# Audyssey setup with Marantz SR7005



## Rippyman (Apr 20, 2011)

I have a Marantz SR7005 running a 7.2 setup. My L/R mains are Klipsch RF7-II's, 
RC-64 II Center Speaker, RS-62 II Surround Speaker's & CDT 5650-C rear's. I'm running two 12" subs.

I ran the Audyssey setup using all 8 reference points, and it set my speakers to the following.

L/R mains to large - Full Dynamic Range
Center - Small 60HZ
L/R surrounds - Small 60HZ
L/R rears - Small 90HZ
SUB - not sure, doesn't display. But I set the reciever to LFE 80Z

All Speakers were set to small originally, and after running Audyssey theses were the settings?

Is this correct?


----------



## gdstupak (Jul 13, 2010)

In case you didn't know, for the crossover points, the Audyssey takes the measurements and then the Marantz takes those measurements and decides how to set your speakers.

However your Marantz decided to set the speakers and crossovers, the easiest and most popular set up is to set all main/surround speakers to crossover to the sub at 80hz. Most here would probably tell you this is the only way any 5.1/7.1 should be set up. If you have the time and inclination, you can try different settings and find what sounds best to you.

• **EXTRACTED DATA**:
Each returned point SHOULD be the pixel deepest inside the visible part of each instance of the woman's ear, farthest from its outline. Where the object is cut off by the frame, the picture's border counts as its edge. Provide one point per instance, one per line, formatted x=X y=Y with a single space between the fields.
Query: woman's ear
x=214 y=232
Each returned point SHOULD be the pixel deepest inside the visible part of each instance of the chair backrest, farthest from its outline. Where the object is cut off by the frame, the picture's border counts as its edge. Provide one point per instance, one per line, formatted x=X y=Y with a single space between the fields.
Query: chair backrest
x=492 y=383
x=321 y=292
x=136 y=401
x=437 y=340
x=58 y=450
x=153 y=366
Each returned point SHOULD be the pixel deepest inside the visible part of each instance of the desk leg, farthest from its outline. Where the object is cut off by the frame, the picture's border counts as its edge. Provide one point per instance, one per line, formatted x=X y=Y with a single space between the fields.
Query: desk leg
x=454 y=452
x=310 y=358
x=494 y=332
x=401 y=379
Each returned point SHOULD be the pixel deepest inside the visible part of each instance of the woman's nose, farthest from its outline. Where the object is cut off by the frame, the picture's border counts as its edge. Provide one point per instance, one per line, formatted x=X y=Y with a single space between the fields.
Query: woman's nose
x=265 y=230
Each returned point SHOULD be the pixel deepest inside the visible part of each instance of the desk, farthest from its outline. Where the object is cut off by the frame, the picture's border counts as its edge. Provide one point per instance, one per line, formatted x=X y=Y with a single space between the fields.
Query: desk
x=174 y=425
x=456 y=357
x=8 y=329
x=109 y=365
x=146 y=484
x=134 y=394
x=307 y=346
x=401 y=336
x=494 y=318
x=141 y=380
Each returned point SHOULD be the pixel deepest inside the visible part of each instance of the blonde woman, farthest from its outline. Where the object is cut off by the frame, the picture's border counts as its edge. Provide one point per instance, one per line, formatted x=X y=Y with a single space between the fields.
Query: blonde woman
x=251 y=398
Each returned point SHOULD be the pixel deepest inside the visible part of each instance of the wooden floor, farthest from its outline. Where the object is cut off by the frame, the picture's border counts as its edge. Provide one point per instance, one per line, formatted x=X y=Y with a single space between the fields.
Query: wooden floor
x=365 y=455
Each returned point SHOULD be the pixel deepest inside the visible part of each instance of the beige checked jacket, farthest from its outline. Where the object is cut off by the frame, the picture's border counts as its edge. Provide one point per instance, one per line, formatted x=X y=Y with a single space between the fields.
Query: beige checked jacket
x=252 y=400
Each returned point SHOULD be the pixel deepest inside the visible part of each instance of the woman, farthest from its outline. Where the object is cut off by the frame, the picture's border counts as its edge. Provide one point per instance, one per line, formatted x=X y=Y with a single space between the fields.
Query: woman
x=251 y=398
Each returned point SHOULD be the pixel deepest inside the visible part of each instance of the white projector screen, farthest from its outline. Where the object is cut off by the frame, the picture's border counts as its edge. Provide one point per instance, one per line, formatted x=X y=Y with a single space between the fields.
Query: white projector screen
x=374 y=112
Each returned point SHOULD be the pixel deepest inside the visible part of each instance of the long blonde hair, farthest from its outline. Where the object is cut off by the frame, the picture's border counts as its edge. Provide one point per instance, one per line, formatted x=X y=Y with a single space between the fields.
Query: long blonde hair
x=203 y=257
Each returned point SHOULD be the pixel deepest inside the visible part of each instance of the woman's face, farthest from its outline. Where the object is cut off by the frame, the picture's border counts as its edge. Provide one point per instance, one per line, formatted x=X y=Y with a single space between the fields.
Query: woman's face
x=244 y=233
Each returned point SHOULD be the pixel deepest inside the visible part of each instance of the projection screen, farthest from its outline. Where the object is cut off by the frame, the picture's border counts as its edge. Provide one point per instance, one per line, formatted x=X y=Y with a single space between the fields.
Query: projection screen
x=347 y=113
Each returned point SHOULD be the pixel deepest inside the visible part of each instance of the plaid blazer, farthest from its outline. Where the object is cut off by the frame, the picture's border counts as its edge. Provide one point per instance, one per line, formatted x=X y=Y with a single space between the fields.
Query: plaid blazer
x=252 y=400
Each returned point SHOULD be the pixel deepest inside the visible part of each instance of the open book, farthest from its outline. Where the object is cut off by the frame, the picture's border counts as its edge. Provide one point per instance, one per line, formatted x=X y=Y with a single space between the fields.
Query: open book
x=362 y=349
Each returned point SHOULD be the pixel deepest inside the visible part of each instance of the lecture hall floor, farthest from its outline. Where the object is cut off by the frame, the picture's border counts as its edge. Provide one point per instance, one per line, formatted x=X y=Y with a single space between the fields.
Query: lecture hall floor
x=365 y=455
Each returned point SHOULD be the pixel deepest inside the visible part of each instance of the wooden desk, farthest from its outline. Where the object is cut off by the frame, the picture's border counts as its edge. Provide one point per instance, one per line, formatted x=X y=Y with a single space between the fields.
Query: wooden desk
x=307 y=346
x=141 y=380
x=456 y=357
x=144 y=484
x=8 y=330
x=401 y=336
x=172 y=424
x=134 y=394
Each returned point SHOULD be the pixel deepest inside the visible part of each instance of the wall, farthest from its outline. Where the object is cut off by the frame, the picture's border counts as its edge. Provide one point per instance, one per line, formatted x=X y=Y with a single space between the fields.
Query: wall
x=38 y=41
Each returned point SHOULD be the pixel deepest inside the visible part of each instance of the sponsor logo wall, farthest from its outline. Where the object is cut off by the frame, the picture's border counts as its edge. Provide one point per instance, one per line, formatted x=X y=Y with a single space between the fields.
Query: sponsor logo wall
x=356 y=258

• **EXERCISE INSTRUCTIONS**:
A. In the forum thread on Audyssey setup, render this sentence in Spanish: "If you have the time and inclination, you can try different settings and find what sounds best to you."
B. Reproduce the passage of the forum thread on Audyssey setup between "However your Marantz" and "best to you.", inclusive.

• **RESPONSES TO THE EXERCISE**:
A. Si tienes el tiempo y las ganas, puedes probar distintas configuraciones y encontrar lo que te suene mejor.

B.
However your Marantz decided to set the speakers and crossovers, the easiest and most popular set up is to set all main/surround speakers to crossover to the sub at 80hz. Most here would probably tell you this is the only way any 5.1/7.1 should be set up. If you have the time and inclination, you can try different settings and find what sounds best to you.